-- start TEXT PASSAGE --

Battle Of Good vs Evil Comes To Connecticut
December 15, 2012 6 Comments
It’s been a day since the horrific elementary school shootings in Newtown, Connecticut which left 27 dead including 20 children. We still don’t know the victims names, especially the children. From the accounts given of the murder scene, it’s quite grisly and because children tend not to carry identification their parents will likely have to identify the bodies. Since the school is the site of a murder investigation, forensic units haven’t yet moved bodies. As such it’s going to take some time before names officially trickle out. No doubt, the parents of the deceased already know. They now get to look forward to the horrific task of identifying the body of their son or daughter.

-- end TEXT PASSAGE --

» **PROBLEM TO WORK ON**: Copy, word for word, the part of the post on the Newtown school shooting that begins at "Battle Of Good" and stops after "son or daughter.".

-- start RECORDED INFORMATION --

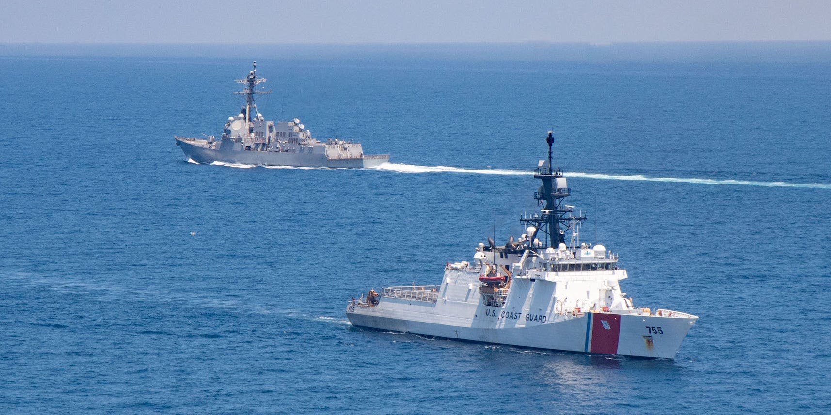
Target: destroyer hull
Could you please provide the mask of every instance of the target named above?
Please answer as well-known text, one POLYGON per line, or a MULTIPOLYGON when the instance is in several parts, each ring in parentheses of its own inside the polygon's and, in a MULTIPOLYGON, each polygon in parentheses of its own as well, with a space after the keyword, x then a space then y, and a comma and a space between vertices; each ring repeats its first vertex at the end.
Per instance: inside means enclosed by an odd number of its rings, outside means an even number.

-- end RECORDED INFORMATION --

» **SOLUTION BELOW**:
Battle Of Good vs Evil Comes To Connecticut
December 15, 2012 6 Comments
It’s been a day since the horrific elementary school shootings in Newtown, Connecticut which left 27 dead including 20 children. We still don’t know the victims names, especially the children. From the accounts given of the murder scene, it’s quite grisly and because children tend not to carry identification their parents will likely have to identify the bodies. Since the school is the site of a murder investigation, forensic units haven’t yet moved bodies. As such it’s going to take some time before names officially trickle out. No doubt, the parents of the deceased already know. They now get to look forward to the horrific task of identifying the body of their son or daughter.